Russian wheat aphid (RWA) is an international pest on wheat and occurs in most countries where large-scale wheat cultivation is practiced. Consequently, considerable efforts have been made to manage RWA globally. The two management options used currently are chemical control and breeding for deployment of resistant wheat cultivars.
There are, however, drawbacks to both of these management practices. Chemical control has a negative impact on the environment, especially on other insect groups such as predators, pollinators and decomposers. The active ingredients registered for the control of RWA on wheat are limited and include acetamiprid, chlorpyrifos, chlorpyrifos + cypermethrin, demeton-S-methyl, dimethoate, imidacloprid, parathion, prothiofos and thiamethoxam. With widespread and continuous use, there is the possibility that RWA can build up resistance against these specific active ingredients.

**GIVEN DATA:**

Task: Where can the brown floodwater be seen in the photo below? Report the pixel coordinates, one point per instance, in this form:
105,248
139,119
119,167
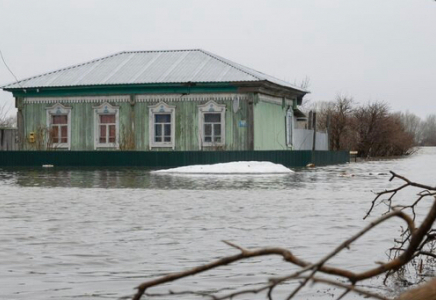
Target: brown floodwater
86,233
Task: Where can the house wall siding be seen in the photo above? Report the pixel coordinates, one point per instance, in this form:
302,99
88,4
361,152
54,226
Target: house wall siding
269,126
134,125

---

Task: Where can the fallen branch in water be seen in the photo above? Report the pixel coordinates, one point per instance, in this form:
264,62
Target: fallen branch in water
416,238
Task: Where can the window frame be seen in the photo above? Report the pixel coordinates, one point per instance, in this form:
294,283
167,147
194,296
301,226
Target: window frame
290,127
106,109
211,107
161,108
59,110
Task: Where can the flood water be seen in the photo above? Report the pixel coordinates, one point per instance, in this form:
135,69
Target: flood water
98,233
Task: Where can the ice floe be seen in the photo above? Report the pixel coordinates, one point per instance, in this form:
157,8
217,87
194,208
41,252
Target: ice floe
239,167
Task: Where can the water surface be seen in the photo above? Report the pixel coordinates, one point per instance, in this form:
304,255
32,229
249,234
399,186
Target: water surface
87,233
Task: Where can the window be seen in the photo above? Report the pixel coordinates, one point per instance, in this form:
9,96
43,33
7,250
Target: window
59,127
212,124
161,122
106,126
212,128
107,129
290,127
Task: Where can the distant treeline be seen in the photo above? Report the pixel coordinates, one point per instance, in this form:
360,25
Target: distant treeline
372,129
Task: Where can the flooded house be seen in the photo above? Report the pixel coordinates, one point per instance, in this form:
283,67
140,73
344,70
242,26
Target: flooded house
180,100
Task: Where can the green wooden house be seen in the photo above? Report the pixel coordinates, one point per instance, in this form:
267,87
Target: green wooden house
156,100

--

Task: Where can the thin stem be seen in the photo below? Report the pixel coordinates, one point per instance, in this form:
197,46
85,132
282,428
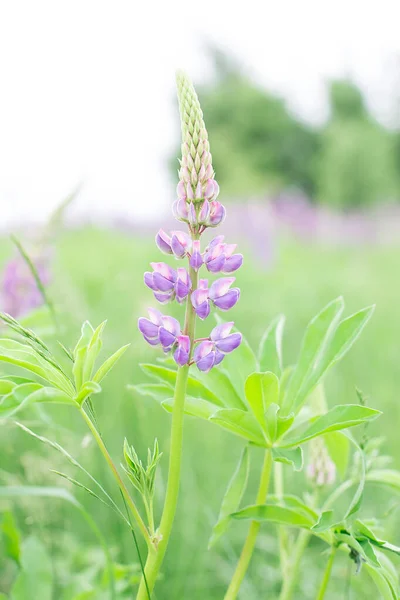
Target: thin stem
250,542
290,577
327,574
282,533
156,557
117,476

**YOUR OBJECTIVE:**
List every insect group that the Russian wheat aphid passage says chemical control harms.

**TASK RESPONSE:**
Predators, pollinators, decomposers